Objective
Write out every line of the data below word for word, leaving out the pictures.

Data for this exercise
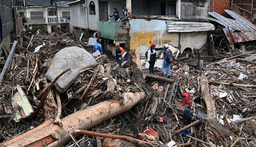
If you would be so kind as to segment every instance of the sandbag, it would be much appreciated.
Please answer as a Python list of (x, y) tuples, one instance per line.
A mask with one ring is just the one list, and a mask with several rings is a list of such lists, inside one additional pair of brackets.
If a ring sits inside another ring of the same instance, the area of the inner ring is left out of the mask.
[(85, 49), (78, 47), (66, 48), (54, 56), (45, 75), (52, 80), (63, 69), (70, 67), (70, 71), (61, 76), (54, 84), (58, 91), (63, 93), (72, 84), (81, 70), (96, 64), (95, 59)]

Result of the exercise
If you would be so kind as to segment every instance of the sandbag, it would be much appreciated.
Please answer as a Python list of (x, y) tuples, one instance per line.
A mask with one ring is just the one list, and a mask with several rings is a list of such lists, inside one additional pair of brackets.
If a ring sits inside another ring of the same instance, the area of the inner ring is left out of the mask.
[(85, 49), (78, 47), (66, 48), (54, 56), (45, 75), (52, 80), (63, 69), (70, 67), (70, 71), (61, 76), (54, 84), (58, 91), (63, 93), (72, 84), (81, 70), (96, 64), (95, 59)]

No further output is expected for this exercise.